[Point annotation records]
• • • •

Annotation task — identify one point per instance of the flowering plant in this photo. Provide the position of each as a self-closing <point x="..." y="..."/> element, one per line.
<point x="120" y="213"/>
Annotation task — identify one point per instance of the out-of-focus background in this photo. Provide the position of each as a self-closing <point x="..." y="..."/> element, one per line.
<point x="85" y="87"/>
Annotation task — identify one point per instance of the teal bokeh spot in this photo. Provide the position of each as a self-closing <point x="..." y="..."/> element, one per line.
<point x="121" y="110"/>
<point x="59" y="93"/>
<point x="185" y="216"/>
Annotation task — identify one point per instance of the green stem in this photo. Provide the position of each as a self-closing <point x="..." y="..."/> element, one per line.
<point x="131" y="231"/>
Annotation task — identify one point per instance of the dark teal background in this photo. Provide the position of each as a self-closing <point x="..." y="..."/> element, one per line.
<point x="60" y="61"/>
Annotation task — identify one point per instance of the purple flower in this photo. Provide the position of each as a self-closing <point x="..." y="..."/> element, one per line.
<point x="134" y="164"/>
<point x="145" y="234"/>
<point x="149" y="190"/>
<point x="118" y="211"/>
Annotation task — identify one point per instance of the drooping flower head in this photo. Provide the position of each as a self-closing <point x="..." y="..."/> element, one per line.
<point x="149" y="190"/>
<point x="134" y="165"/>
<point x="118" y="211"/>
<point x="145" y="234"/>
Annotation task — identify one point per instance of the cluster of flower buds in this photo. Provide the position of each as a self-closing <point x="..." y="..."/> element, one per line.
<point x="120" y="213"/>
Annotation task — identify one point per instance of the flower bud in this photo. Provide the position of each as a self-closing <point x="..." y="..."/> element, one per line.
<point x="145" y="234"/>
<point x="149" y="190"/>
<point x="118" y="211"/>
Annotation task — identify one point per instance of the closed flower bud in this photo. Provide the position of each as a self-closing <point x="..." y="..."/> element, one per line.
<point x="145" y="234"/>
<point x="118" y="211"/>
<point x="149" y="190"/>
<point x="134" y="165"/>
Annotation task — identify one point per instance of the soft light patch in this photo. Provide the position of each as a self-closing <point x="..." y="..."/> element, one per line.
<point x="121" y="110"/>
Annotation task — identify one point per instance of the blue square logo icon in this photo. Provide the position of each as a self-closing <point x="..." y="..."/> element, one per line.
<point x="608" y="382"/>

• • • •

[Your task]
Repeat all the entries word for word.

[Task answer]
Annotation task — identify one point per instance of the flowering plant in this photo. Provide the position of each as a self-closing <point x="..." y="..."/> element, one per line.
<point x="120" y="213"/>
Annotation task — identify one point per instance of the out-of-focus background in this photo. Provide the position of each as a self-closing <point x="..." y="..."/> element, one per line.
<point x="85" y="87"/>
Annotation task — identify one point per instance of the teal bokeh spot in this photo. Provide the position of each as a self-closing <point x="..." y="..."/> element, one per line.
<point x="121" y="110"/>
<point x="59" y="93"/>
<point x="185" y="216"/>
Annotation task — identify one point per instance of the green stem in this photo. Provide the position of each as a self-closing <point x="..." y="..."/> element, one per line.
<point x="131" y="231"/>
Annotation task — identify one point per instance of the dark teal background in this photo. Provide the position of each as a self-closing <point x="..." y="..."/> element, one per line.
<point x="60" y="61"/>
Annotation task — identify one point per instance of the purple flower in this photo. Provide the position of each as a self-closing <point x="..." y="..."/> element, one per line.
<point x="134" y="164"/>
<point x="145" y="234"/>
<point x="149" y="190"/>
<point x="118" y="211"/>
Annotation task — identify one point per instance of the drooping flower head in this photo. Provide the position of each as a self-closing <point x="..." y="..."/> element, one per line.
<point x="149" y="190"/>
<point x="134" y="165"/>
<point x="118" y="211"/>
<point x="145" y="234"/>
Annotation task — identify one point per instance of the cluster of flower buds in this photo. Provide the position of each as a self-closing <point x="..." y="..."/> element, one per line.
<point x="120" y="213"/>
Annotation task — identify one point per instance of the flower bud in this photo. Provide the position of each as a self-closing <point x="..." y="..."/> element, one per line.
<point x="145" y="234"/>
<point x="149" y="190"/>
<point x="118" y="211"/>
Annotation task — identify one point per instance of the closed flower bud in this photo. Provide the position of each as a self-closing <point x="..." y="..."/> element, one per line.
<point x="145" y="234"/>
<point x="118" y="211"/>
<point x="149" y="190"/>
<point x="134" y="165"/>
Annotation task — identify one point per instance of the soft light patch in this photo. Provide the position of each as a self-closing <point x="..." y="..."/> element, one per line.
<point x="121" y="110"/>
Annotation task — identify one point per instance of the blue square logo icon in this photo. Provide the position of each as a self-closing <point x="..." y="..."/> element, one per line.
<point x="608" y="382"/>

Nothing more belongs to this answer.